_Data for processing_
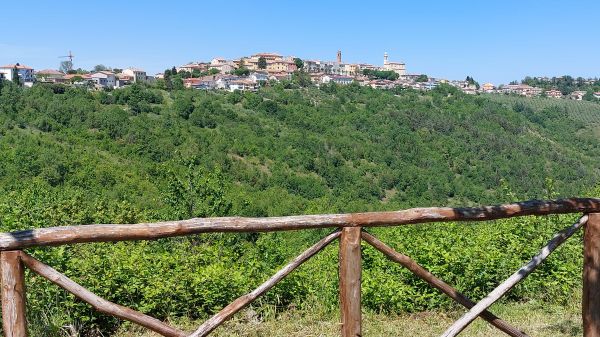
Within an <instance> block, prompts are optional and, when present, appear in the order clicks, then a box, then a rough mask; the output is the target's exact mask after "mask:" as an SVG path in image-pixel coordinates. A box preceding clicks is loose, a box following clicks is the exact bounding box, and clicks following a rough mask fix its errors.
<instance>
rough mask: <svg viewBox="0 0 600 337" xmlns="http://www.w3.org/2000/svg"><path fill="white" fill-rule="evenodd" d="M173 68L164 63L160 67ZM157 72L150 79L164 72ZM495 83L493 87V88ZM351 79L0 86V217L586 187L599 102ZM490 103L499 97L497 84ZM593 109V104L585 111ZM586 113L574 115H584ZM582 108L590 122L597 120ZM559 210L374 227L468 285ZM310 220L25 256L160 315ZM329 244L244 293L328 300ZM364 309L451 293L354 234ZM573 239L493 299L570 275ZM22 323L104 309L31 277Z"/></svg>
mask: <svg viewBox="0 0 600 337" xmlns="http://www.w3.org/2000/svg"><path fill="white" fill-rule="evenodd" d="M167 77H172V78H173V79H176V78H179V80H181V78H180V77H179V75H178V74H177V73H176V72H175V74H173V72H172V70H171V69H170V70H168V72H167V71H165V78H167ZM167 83H171V81H169V82H167V81H165V86H166V85H167ZM496 96H498V95H496ZM499 97H500V98H498V99H496V98H492V97H491V96H489V97H488V96H487V95H482V96H477V97H473V96H469V95H464V94H462V93H461V92H460V91H458V90H457V89H456V88H453V87H450V86H446V85H440V86H438V87H437V88H435V89H434V90H432V91H430V92H427V93H418V92H414V91H410V90H408V91H401V92H391V91H383V90H374V89H371V88H367V87H360V86H358V85H349V86H337V85H328V86H323V87H322V88H321V89H317V88H314V87H312V86H310V87H306V88H299V89H287V88H286V87H285V86H284V85H274V86H272V87H265V88H261V89H260V90H258V91H257V92H243V93H242V92H233V93H225V92H205V91H199V90H191V89H190V90H187V89H181V90H177V91H170V92H167V91H162V90H158V89H155V88H149V87H146V86H144V85H139V84H135V85H132V86H129V87H127V88H124V89H117V90H114V91H112V92H88V91H87V90H84V89H75V88H69V87H65V86H52V85H38V84H36V85H34V86H33V88H30V89H25V88H21V87H19V86H16V85H14V84H12V83H4V85H3V86H2V88H1V90H0V158H2V160H0V228H1V230H2V231H12V230H17V229H29V228H41V227H48V226H62V225H77V224H89V223H137V222H148V221H158V220H174V219H184V218H189V217H208V216H254V217H257V216H277V215H290V214H307V213H338V212H354V211H373V210H396V209H401V208H407V207H416V206H432V205H450V206H455V205H461V206H464V205H474V204H489V203H497V202H503V201H514V200H515V199H520V200H524V199H530V198H548V197H560V196H572V195H597V194H598V190H591V187H592V186H594V184H597V182H598V175H599V174H600V173H598V170H597V163H598V160H597V158H598V157H599V156H600V146H599V143H598V138H597V136H594V132H595V131H594V130H597V129H596V127H597V124H594V123H592V120H593V119H594V118H595V119H596V121H598V120H600V119H598V118H596V117H597V116H596V115H597V111H596V110H595V109H594V107H597V106H598V105H597V104H594V103H590V102H573V101H570V102H567V103H564V105H562V104H563V102H562V101H561V102H560V103H559V102H558V101H556V100H553V101H551V102H556V103H554V104H550V103H548V102H550V101H546V100H542V99H540V100H529V101H527V100H525V99H518V100H513V98H511V97H508V98H507V97H504V96H499ZM495 100H503V101H498V102H497V101H495ZM595 116H596V117H595ZM586 121H588V122H586ZM596 123H597V122H596ZM573 220H574V219H573V218H572V217H549V218H539V219H537V218H536V219H530V218H524V219H517V220H506V221H498V222H494V223H481V224H468V225H467V224H464V223H463V224H443V225H442V224H435V225H434V224H430V225H423V226H404V227H402V228H394V229H377V230H374V231H373V232H374V233H375V234H376V235H377V236H378V237H380V238H381V239H382V240H383V241H384V242H386V243H388V244H390V245H391V246H393V247H394V248H396V249H398V250H399V251H401V252H403V253H405V254H407V255H409V256H411V257H413V258H414V259H415V260H417V261H418V262H419V263H421V264H422V265H424V266H425V267H426V268H428V269H430V270H431V271H432V272H433V273H434V274H436V275H437V276H439V277H441V278H442V279H444V280H446V281H447V282H448V283H450V284H453V285H455V286H456V287H457V288H458V289H459V290H461V291H463V292H464V293H466V294H467V295H469V296H471V297H473V298H478V297H481V296H482V295H483V294H485V292H486V291H488V290H490V289H491V288H493V287H494V286H495V285H496V284H497V283H498V282H499V281H500V280H501V279H503V278H504V277H506V276H507V275H508V274H510V273H511V272H512V271H514V270H515V269H516V268H518V267H519V266H520V265H521V264H522V263H523V262H524V261H526V260H528V259H529V258H530V257H531V256H532V255H533V254H534V253H535V251H536V250H537V249H538V248H539V247H541V246H542V245H543V244H544V243H545V242H546V241H547V240H548V239H549V238H550V237H551V235H552V233H554V232H555V231H557V230H558V229H560V228H561V227H563V226H566V225H567V224H568V223H569V222H571V221H573ZM327 232H328V230H315V231H301V232H296V233H292V232H289V233H288V232H286V233H269V234H242V235H235V234H211V235H199V236H191V237H185V238H173V239H164V240H158V241H153V242H127V243H116V244H113V243H107V244H83V245H72V246H63V247H54V248H43V249H32V250H30V253H32V254H34V255H35V256H36V257H37V258H39V259H41V260H42V261H44V262H45V263H48V264H49V265H51V266H53V267H54V268H56V269H57V270H59V271H61V272H64V273H66V274H67V275H68V276H69V277H72V278H73V279H74V280H75V281H77V282H79V283H81V284H82V285H84V286H86V287H88V288H89V289H90V290H92V291H94V292H95V293H97V294H99V295H100V296H103V297H105V298H107V299H109V300H111V301H114V302H117V303H120V304H123V305H127V306H131V307H133V308H135V309H138V310H142V311H144V312H146V313H148V314H151V315H154V316H156V317H158V318H160V319H168V318H170V317H179V316H189V317H192V318H204V317H207V316H209V315H211V314H212V313H214V312H215V311H217V310H219V309H220V308H222V307H223V306H224V305H226V304H227V303H229V301H231V300H233V299H235V298H237V297H238V296H239V295H240V294H243V293H244V292H246V291H249V290H251V289H253V288H254V287H256V286H257V285H259V284H260V283H261V282H263V281H264V280H265V279H266V278H267V277H269V276H270V275H272V274H273V273H274V272H276V270H277V269H278V268H279V267H281V266H282V265H284V264H285V263H286V262H287V261H289V260H290V259H292V258H293V257H294V256H296V255H297V254H298V253H299V252H300V251H302V250H303V249H305V248H306V247H308V246H310V245H311V244H313V243H314V242H315V241H317V240H318V239H319V238H321V237H323V236H324V235H326V234H327ZM336 254H337V250H336V248H335V246H332V247H330V248H328V249H326V250H325V251H324V252H322V253H320V254H319V255H317V256H315V257H314V258H313V259H312V260H311V261H310V262H308V263H307V264H305V265H303V266H302V267H301V268H300V269H299V270H298V271H296V272H294V273H292V274H291V275H290V277H289V278H286V279H285V280H284V282H282V283H281V284H279V285H278V286H277V287H275V288H274V289H273V290H271V291H270V292H269V293H268V294H267V296H266V297H264V298H263V299H262V301H263V302H262V303H267V304H271V305H277V306H283V307H286V306H294V307H302V306H303V305H305V304H306V299H307V298H318V299H319V300H320V301H322V302H323V303H325V304H326V306H329V307H331V308H335V307H336V306H337V301H338V300H337V295H336V290H337V278H336V272H337V271H336V270H337V269H336V268H337V266H336ZM363 259H364V264H363V266H364V273H363V280H364V282H363V299H364V303H365V309H366V310H373V311H383V312H400V311H417V310H423V309H433V308H438V307H445V306H449V305H450V303H449V302H448V301H447V300H446V299H444V297H443V296H441V295H439V294H438V292H436V291H435V290H433V289H431V288H429V287H428V286H426V285H425V284H424V283H422V282H421V281H419V280H417V279H415V278H414V277H413V276H412V275H410V274H409V273H407V272H406V271H405V270H404V269H402V268H400V267H398V266H396V265H394V264H391V263H389V262H388V261H387V260H386V259H385V257H383V256H382V255H381V254H379V253H377V252H376V251H374V250H373V249H371V248H369V247H366V246H365V247H364V250H363ZM580 259H581V247H580V244H579V243H578V241H577V239H574V240H571V241H569V242H568V243H567V244H566V245H565V246H563V247H561V248H560V249H559V250H558V251H557V252H556V255H554V256H552V257H551V258H550V260H549V261H548V262H547V263H545V264H544V265H543V266H542V267H541V268H540V269H539V270H537V271H536V273H535V274H534V275H532V276H531V277H530V279H528V280H527V281H526V282H525V283H523V285H521V286H519V287H517V288H516V289H515V290H514V291H513V292H511V295H510V299H514V300H521V299H529V298H536V299H539V300H547V301H553V302H560V301H561V300H562V299H564V298H566V294H567V293H569V292H572V291H573V289H574V288H577V287H579V286H580V266H581V261H580ZM27 282H28V283H27V284H28V303H29V307H28V309H29V315H30V317H29V319H30V322H32V325H34V326H35V327H36V328H35V329H38V330H36V334H37V335H58V334H59V332H57V331H60V329H61V328H62V327H63V326H65V325H73V326H76V327H78V329H79V330H80V333H81V335H82V336H94V335H96V336H97V335H100V334H104V335H106V334H109V333H110V332H112V331H114V329H115V328H116V327H117V326H118V324H119V323H118V322H117V321H116V320H114V319H112V318H109V317H107V316H105V315H102V314H99V313H96V312H94V311H93V310H92V309H90V308H89V307H88V306H87V305H84V304H82V303H81V302H80V301H76V300H75V299H74V298H73V297H72V296H70V295H66V294H65V293H64V292H62V291H60V290H58V289H57V288H56V287H54V286H52V285H50V284H49V283H47V282H46V281H43V280H42V279H41V278H39V277H36V276H34V275H28V276H27Z"/></svg>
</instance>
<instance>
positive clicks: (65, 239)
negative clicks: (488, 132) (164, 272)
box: [0, 198, 600, 250]
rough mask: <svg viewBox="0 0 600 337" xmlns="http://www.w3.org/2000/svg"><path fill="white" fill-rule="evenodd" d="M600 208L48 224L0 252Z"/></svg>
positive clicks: (496, 210) (425, 208) (476, 208)
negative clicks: (68, 224) (64, 224)
mask: <svg viewBox="0 0 600 337" xmlns="http://www.w3.org/2000/svg"><path fill="white" fill-rule="evenodd" d="M579 212H583V213H594V212H600V199H591V198H573V199H562V200H555V201H538V200H532V201H525V202H519V203H513V204H506V205H497V206H484V207H472V208H448V207H429V208H413V209H407V210H403V211H396V212H371V213H354V214H324V215H302V216H287V217H271V218H239V217H226V218H207V219H189V220H181V221H167V222H158V223H140V224H129V225H115V224H108V225H81V226H63V227H48V228H39V229H31V230H22V231H16V232H10V233H0V250H15V249H23V248H26V247H33V246H52V245H61V244H72V243H82V242H98V241H102V242H106V241H125V240H152V239H158V238H165V237H173V236H183V235H190V234H198V233H209V232H270V231H282V230H300V229H311V228H326V227H369V226H396V225H405V224H414V223H425V222H442V221H482V220H493V219H500V218H510V217H515V216H522V215H546V214H559V213H579Z"/></svg>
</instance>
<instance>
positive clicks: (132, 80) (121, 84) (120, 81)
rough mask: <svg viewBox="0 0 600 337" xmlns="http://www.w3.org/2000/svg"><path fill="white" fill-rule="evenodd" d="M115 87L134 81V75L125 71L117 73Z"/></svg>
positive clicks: (131, 82)
mask: <svg viewBox="0 0 600 337" xmlns="http://www.w3.org/2000/svg"><path fill="white" fill-rule="evenodd" d="M115 76H116V79H115V88H123V87H124V86H126V85H130V84H131V83H133V76H130V75H126V74H124V73H120V74H116V75H115Z"/></svg>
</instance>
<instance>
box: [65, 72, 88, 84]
mask: <svg viewBox="0 0 600 337" xmlns="http://www.w3.org/2000/svg"><path fill="white" fill-rule="evenodd" d="M64 79H65V82H66V83H71V84H73V85H74V86H76V87H87V86H89V85H90V84H93V83H94V80H93V79H92V76H91V75H90V74H67V75H65V76H64Z"/></svg>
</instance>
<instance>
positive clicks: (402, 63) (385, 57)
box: [383, 53, 406, 76]
mask: <svg viewBox="0 0 600 337" xmlns="http://www.w3.org/2000/svg"><path fill="white" fill-rule="evenodd" d="M383 70H391V71H393V72H395V73H396V74H398V75H400V76H404V75H406V65H405V64H404V63H402V62H390V61H388V55H387V53H384V54H383Z"/></svg>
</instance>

_Your objective_
Once you find the line with "positive clicks: (65, 239)" in the entries above, output it and each line after it up to and including the line with "positive clicks: (496, 210)", and nothing else.

_Answer section_
positive clicks: (65, 239)
negative clicks: (488, 132) (164, 272)
box: [0, 198, 600, 250]
rough mask: <svg viewBox="0 0 600 337" xmlns="http://www.w3.org/2000/svg"><path fill="white" fill-rule="evenodd" d="M600 208L48 224L0 252Z"/></svg>
positive clicks: (496, 210) (425, 208) (476, 208)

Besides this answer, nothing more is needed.